§ Directions for this task: Give the records once more, exactly as they stand.

>>>>

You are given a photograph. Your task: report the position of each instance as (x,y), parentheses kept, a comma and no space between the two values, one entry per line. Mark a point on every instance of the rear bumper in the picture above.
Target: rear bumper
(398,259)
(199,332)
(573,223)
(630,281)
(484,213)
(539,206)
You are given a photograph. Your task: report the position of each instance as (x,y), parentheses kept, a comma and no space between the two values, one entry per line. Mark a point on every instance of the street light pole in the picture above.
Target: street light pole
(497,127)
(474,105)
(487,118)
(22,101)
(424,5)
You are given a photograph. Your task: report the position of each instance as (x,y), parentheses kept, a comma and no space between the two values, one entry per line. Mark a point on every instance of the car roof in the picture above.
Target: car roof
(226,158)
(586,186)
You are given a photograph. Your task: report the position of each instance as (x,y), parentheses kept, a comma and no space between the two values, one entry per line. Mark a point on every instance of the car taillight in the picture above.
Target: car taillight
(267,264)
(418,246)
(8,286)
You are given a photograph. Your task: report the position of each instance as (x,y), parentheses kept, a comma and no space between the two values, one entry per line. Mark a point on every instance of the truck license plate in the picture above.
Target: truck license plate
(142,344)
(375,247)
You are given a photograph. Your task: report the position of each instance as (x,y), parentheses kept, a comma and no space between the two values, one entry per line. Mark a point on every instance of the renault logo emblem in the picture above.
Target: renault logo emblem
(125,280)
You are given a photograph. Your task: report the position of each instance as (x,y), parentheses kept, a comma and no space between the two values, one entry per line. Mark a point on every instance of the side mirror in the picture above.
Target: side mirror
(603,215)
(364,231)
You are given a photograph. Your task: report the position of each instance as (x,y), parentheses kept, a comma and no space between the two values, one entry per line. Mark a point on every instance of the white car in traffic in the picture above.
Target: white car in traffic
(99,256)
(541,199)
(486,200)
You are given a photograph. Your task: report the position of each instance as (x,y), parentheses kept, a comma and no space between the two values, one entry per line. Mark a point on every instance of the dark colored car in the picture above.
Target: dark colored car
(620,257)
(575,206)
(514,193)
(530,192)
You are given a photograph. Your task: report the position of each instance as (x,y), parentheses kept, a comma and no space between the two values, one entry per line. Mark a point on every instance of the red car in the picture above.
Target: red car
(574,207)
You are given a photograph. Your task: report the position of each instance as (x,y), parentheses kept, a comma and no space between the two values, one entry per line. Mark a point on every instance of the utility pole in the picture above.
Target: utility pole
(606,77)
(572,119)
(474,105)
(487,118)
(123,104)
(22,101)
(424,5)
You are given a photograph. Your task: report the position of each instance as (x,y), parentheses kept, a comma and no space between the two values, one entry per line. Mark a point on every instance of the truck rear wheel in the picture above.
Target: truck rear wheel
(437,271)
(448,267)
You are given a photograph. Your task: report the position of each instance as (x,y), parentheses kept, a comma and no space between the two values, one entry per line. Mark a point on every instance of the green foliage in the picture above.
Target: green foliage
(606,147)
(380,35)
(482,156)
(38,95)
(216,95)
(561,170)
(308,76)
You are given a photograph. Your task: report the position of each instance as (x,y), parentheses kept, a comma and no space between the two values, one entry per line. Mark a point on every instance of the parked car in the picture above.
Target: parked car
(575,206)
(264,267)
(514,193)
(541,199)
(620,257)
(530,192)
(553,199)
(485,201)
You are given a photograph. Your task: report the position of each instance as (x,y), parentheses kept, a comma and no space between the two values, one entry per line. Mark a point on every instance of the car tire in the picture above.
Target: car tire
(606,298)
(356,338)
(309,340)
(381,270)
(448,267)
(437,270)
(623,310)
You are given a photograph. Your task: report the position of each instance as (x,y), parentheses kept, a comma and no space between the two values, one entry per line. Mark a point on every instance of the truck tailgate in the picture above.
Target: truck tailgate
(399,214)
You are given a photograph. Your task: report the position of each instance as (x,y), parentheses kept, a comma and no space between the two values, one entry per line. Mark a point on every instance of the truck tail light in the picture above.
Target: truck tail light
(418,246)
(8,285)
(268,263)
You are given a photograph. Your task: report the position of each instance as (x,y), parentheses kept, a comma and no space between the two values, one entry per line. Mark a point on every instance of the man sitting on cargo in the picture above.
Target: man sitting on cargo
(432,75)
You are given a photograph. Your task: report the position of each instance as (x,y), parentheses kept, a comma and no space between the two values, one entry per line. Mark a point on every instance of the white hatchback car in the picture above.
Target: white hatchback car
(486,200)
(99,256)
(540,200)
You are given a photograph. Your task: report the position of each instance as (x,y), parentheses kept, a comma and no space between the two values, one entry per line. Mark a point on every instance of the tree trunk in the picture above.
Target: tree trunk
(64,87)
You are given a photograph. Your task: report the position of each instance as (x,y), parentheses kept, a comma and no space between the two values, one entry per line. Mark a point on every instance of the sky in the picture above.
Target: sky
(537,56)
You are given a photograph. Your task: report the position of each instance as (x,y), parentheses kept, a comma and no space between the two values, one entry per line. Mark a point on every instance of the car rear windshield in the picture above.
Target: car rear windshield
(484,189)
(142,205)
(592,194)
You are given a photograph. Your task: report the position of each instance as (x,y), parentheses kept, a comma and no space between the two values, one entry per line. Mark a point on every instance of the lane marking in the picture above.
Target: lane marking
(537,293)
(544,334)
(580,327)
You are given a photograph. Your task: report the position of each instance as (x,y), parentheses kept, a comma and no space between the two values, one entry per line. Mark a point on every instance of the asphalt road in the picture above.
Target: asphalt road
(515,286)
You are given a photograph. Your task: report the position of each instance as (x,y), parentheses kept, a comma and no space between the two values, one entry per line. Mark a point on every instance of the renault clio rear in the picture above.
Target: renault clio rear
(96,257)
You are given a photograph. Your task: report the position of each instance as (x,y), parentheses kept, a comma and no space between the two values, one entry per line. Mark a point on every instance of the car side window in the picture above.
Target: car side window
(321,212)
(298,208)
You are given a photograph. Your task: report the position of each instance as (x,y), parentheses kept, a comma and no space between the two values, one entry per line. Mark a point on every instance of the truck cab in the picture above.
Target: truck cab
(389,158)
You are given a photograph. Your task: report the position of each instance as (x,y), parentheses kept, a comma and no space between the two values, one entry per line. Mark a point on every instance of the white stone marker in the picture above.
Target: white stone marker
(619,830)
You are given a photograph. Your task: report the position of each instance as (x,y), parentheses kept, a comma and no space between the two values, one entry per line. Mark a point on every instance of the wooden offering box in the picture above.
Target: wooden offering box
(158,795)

<<<<

§ Answer space:
You are given a photograph. Your task: report the position of each instance as (x,y), parentheses kept, a comma and no space between the two values, one entry per line. Mark a point on every instance of the rear bumper in the picture above.
Target: rear bumper
(398,259)
(199,332)
(573,223)
(630,281)
(484,213)
(539,206)
You are given a photograph. Your task: report the position of each instance as (x,y), parentheses kept, a comma and no space between the two values, one entry per line. Mark a point on every instance of the street light pole in the picture above.
Target: street light pole
(497,127)
(474,105)
(487,118)
(22,101)
(424,5)
You are given a photograph. Your task: report the position of each instance as (x,y), parentheses kept, a comma and no space between the two values, one entry per line. Mark a point on every instance of the car roof in the picture above.
Target: car roof
(226,158)
(586,186)
You are given a photograph. Your task: report the position of each instance as (x,y), parentheses kept, a comma and no space between the two values, one entry per line. Mark a point on every instance of the car taillight in the picture above.
Target: car taillight
(267,264)
(418,246)
(8,286)
You are given a photograph. Your task: report the position of each instance as (x,y), parentheses kept, a comma and no space between the two values, one entry per line. Mark a point on every instance of the truck license plate in the picture above.
Target: truck license plate
(142,344)
(375,247)
You are given a photograph. Your task: report the position of each instance as (x,y), parentheses kept, a comma and no space between the two values, one entry per line. Mark a point on every instance of the renault logo emblem in the picture above.
Target: renault logo emblem
(125,280)
You are given a photograph. Your task: report the position of each instance as (x,y), parentheses kept, a comma and no space between the two values, one entry per line. Mark a point on every instance of the side mirror in the picture above.
Target: side mirror
(603,215)
(364,231)
You are given a photograph. Your task: report the position of each instance as (x,y), parentheses kept, a comma and no space between the two values, one entry per line. Mark a point on every instance of the white car in traffic in the picture above.
Target: white car in traffic
(99,256)
(541,199)
(486,200)
You are given a photograph. Your task: report the position of each instance as (x,y), parentheses kept, a comma and no space between the two values, one entry per line. Mark a point on every instance of the dark colored car in the picture above.
Target: dark colored car
(620,257)
(575,206)
(514,193)
(530,192)
You are given a photograph. Your task: report the position of each instance as (x,y), parentheses kept, a comma and no space between the two values, one entry per line. Mark a point on every instance of the red car in the picture above.
Target: red car
(574,207)
You are given a photograph. Your task: report the position of each instance as (x,y), parentheses kept, a comma and no space between the two values, one entry per line. Mark a point on every instance of the utility pole in the picture above.
Target: utility pole
(606,77)
(572,119)
(474,105)
(487,118)
(123,104)
(22,101)
(424,5)
You are given a photograph. Your task: report the position of each instance as (x,y), parentheses kept, a comma and no space between the two values, one entry per line. Mark a point on every instance of the truck rear wheel in the picture above.
Target: truck rear wheel
(437,271)
(448,267)
You are given a photograph. Your task: report the position of each instance as (x,y), parentheses kept, a comma and no space between the two values, one entry per line. Mark a point on every instance of the green foliage in the picture above.
Target: green foliage
(606,147)
(380,35)
(482,156)
(38,95)
(216,95)
(561,170)
(308,76)
You are given a photograph. Your task: report the position of each instance as (x,y), parentheses kept, a comma and no space between the two values, one entry per line. Mark a point on every instance of the parked car in the picture above.
Target: parked car
(575,206)
(264,267)
(514,193)
(541,199)
(620,257)
(530,192)
(553,199)
(485,201)
You are given a photograph. Your task: report the position of each instance as (x,y), parentheses kept, a comma and no space between the two values, one entry per line. Mark a point on every instance of the car tire in the picture above.
Target: car tire
(606,298)
(356,338)
(309,340)
(381,270)
(448,267)
(437,270)
(623,310)
You are given a photograph. Your task: report the position of each instance as (x,y), parentheses kept, a comma and no space between the two values, one entry per line. Mark a point on every instance of the truck tailgate in the picture above.
Target: truck tailgate
(399,214)
You are given a photograph. Your task: report the position of each instance as (x,y), parentheses kept, a comma and no space between the two values, one entry per line. Mark a point on every instance of the truck tail light in the picture above.
Target: truck tail light
(418,246)
(8,285)
(268,263)
You are given a photograph. Your task: report the position of each instance as (x,y), parentheses kept, a comma and no space between the two values, one entry per line. Mark a point on every instance of the man sitting on cargo in the picture above.
Target: man sitting on cargo
(432,75)
You are given a photograph. Your task: report the position of each instance as (x,y), parentheses kept, a comma and no space between the two values, one entry per line. Mark a point on every instance of the white hatchback car in the picture above.
Target: white hatchback car
(486,200)
(99,256)
(540,200)
You are given a photograph. Your task: report the position of each instance as (x,y), parentheses kept, a comma and no space between the two values, one entry per line. Mark a point on every instance of the tree trunk in the picture above.
Target: tree trunk
(64,87)
You are given a photograph. Your task: report the position of each instance as (x,y), parentheses kept, a comma and no space between the two values, one entry per line. Mark a point on every instance of the sky in the picture above.
Target: sky
(537,56)
You are given a photograph. Your task: report the position of each instance as (x,y), parentheses kept, a comma and no space between the two values, one entry per line. Mark a point on every instance of the car rear windshield in the picture above.
Target: car rear windshield
(484,189)
(142,205)
(592,194)
You are given a photograph. Your task: report the position of each instance as (x,y), parentheses kept, a comma and no space between the two values, one entry per line. Mark a point on every instance of the lane marking in the picture above.
Target: lane marking
(537,293)
(544,334)
(580,327)
You are given a photograph. Your task: report the position of each instance as (x,y), parentheses kept, a comma and no space between the two values, one entry per line. Mark a point on every instance of the asphalt road in the picture above.
Target: asphalt road
(515,286)
You are given a photograph. Your task: report the position of each instance as (x,y), parentheses kept, a comma and no space between the two values, one entry per line. Mark a point on every instance of the renault clio rear in the picture above.
Target: renault clio rear
(96,257)
You are given a photograph. Your task: report the position of each instance as (x,y), parentheses kept, a comma and no space between the two values, one entry per line. Mark a point on every instance of the car side window in the picture above.
Target: car side window
(321,212)
(298,208)
You are given a photograph. Your task: report the position of each instance as (x,y), parentheses kept, a comma and no space between the two values, one entry per line. Mark a point on every instance of the truck cab in the picture above.
Target: truck cab
(389,158)
You are given a photograph. Your task: report the position of each instance as (x,y), parentheses kept, a comma and no space between the two values, one entry per line. Mark a point on every instance of the white stone marker in the picture above.
Target: white stone marker
(619,830)
You are given a photograph. Your task: report the position of each instance as (x,y), parentheses kept, a comma and no space between the two values, one entry per line. Mark a point on every instance of the wooden offering box in the picture above.
Target: wooden offering box
(158,795)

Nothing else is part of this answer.